=== Source passage ===

────

I read an article today placing odds on each club and what their chances were to get in the 2013 World Series based solely on the Spring Training observations and statistics. They ranked the Yankees at #10 on the list. But what do the statisticians know this year over their predictions last year?

Early on last year, the Washington Nationals were seen as unstoppable, the Oakland A’s and Baltimore Orioles were completely discounted for any chance once again, and the Miami Marlins were supposed to be the underdog/come-from-behind team to probably earn the Wild Card. There was so much hope for the Marlins, they even had a cable reality show following the team around, highlighting their new stadium. And the Yankees? Well, they were supposed to land somewhere in the middle of the AL East, missing the Wild Card spot and the off-season. And by the way, no one saw anything from San Francisco.

Sure, you can chalk it up to all the injuries or the long season or the human factor. In 2012, Rivera tears his ACL, Gardner has an early injury that keeps him out all season, Pettitte comes back only to shatter his ankle, Jeter has a near-record season, Ibanez goes yard in the clutch, Rodriguez has a roller coaster year, and Granderson’s 43 home runs were nearly overshadowed by his record 195 strikeouts. And they still ended up with 95 wins and the AL East title. So really, you just don’t know what’s going to happen in the next 8 months. Will the Yankees take the AL East this year? Maybe. But as the cliché goes, “It’s a long season.”

While I would love to say at this point that the Yankees will win #28 this year, I couldn’t. I really don’t know. No one does. Some Yankees fans aren’t so hopeful for this year. But isn’t that part of the fun of a long baseball season — the unknown result, the hope of a win?

So I guess, here’s to a long season, full of surprises of all shapes and sizes and full of so much hope for a safe championship year for our team.

Go Yankees!

Baseball: where it’s always summer

Snow Day
Snow, lots of snow — not Florida
Feb. 21, 2013

With a giant winter storm settling in over the Plains and Midwest, heading to eastward and dropping not inches but feet of snow on this country, is there anyone who still wonders why Spring Training is held in places like Arizona and Florida?

Arizona’s weather around the training camps will see highs in the 60’s and 70’s going into the weekend, and Florida is sitting in the 80’s for the next few days. And a good portion of the country looks like this picture.

────

=== Set tasks ===
a: List every Yankees player the baseball blog text names in its paragraph about the 2012 season.
b: Carry on the baseball blog text from its last sentence, keeping the same voice and the Spring Training weather topic.

=== Provided material ===
────

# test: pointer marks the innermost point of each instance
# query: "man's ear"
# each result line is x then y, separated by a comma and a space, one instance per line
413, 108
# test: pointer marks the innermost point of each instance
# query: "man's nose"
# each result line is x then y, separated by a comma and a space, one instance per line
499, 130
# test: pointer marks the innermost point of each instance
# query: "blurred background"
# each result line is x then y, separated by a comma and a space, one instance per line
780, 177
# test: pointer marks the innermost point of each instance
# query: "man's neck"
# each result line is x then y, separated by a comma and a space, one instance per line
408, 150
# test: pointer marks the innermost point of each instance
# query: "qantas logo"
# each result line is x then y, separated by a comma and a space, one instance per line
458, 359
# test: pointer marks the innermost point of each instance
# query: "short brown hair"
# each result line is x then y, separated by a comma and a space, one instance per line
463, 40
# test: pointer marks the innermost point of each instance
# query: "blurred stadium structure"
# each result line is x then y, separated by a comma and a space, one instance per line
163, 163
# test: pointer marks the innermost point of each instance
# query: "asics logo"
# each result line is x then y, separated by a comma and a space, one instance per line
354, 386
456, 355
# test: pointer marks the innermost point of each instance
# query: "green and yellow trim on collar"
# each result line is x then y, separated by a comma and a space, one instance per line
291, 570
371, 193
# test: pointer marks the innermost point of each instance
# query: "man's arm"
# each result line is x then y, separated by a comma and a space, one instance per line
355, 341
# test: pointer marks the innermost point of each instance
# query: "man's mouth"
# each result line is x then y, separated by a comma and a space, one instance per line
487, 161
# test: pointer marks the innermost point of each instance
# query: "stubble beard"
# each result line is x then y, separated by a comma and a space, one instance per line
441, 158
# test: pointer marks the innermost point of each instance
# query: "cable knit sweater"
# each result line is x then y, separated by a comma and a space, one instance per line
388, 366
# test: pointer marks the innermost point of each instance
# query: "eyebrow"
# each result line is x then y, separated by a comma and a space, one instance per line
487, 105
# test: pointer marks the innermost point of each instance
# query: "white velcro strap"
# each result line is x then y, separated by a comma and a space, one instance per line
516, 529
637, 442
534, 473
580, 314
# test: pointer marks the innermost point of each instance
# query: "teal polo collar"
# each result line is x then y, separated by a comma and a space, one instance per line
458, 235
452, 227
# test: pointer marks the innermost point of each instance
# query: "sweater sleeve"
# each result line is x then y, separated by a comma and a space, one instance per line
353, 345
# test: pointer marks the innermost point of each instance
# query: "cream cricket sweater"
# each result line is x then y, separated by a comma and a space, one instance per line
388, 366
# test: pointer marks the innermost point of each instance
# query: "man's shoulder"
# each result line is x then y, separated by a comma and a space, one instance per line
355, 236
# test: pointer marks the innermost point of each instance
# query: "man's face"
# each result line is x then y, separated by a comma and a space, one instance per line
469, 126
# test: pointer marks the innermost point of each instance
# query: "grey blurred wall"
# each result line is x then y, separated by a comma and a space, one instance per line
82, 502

────

=== Outputs in order ===
a: Rivera, Gardner, Pettitte, Jeter, Ibanez, Rodriguez, Granderson

b:
I guess that’s what makes Spring Training attractive for baseball fans. It means that while outside, your yard may look like Santa’s Workshop, the great summer game of baseball is being played on green grass with open skies on clear sunny, warm days. Players may even work up a sweat sprinting in the 70-something degree weather down the first base line. Summer has, in a sense, already started when Spring Training begins.

I’ll never understand why football, an outdoor sport, is played over the winter. People are already talking about back-up plans for next year’s Superbowl, scheduled to be held at the Giants/Jets’ open-air stadium in New Jersey… in February. For some reason, when I was growing up, I thought they always scheduled the Superbowl in places that never or rarely snowed (like Florida, Texas, or California). I look back now on how many games were played in the snow and near-blizzards, and it just proves how much of a baseball fan I am.

Basketball makes sense to be a winter sport; all professional NBA teams play inside. Hockey, a winter sport, is played inside. Soccer is summer sport, so they play outside. Golf is summer sport, thus outside; and it’s also often equated with retirees, who live (stereotypically) in Florida and Arizona and can play all year round.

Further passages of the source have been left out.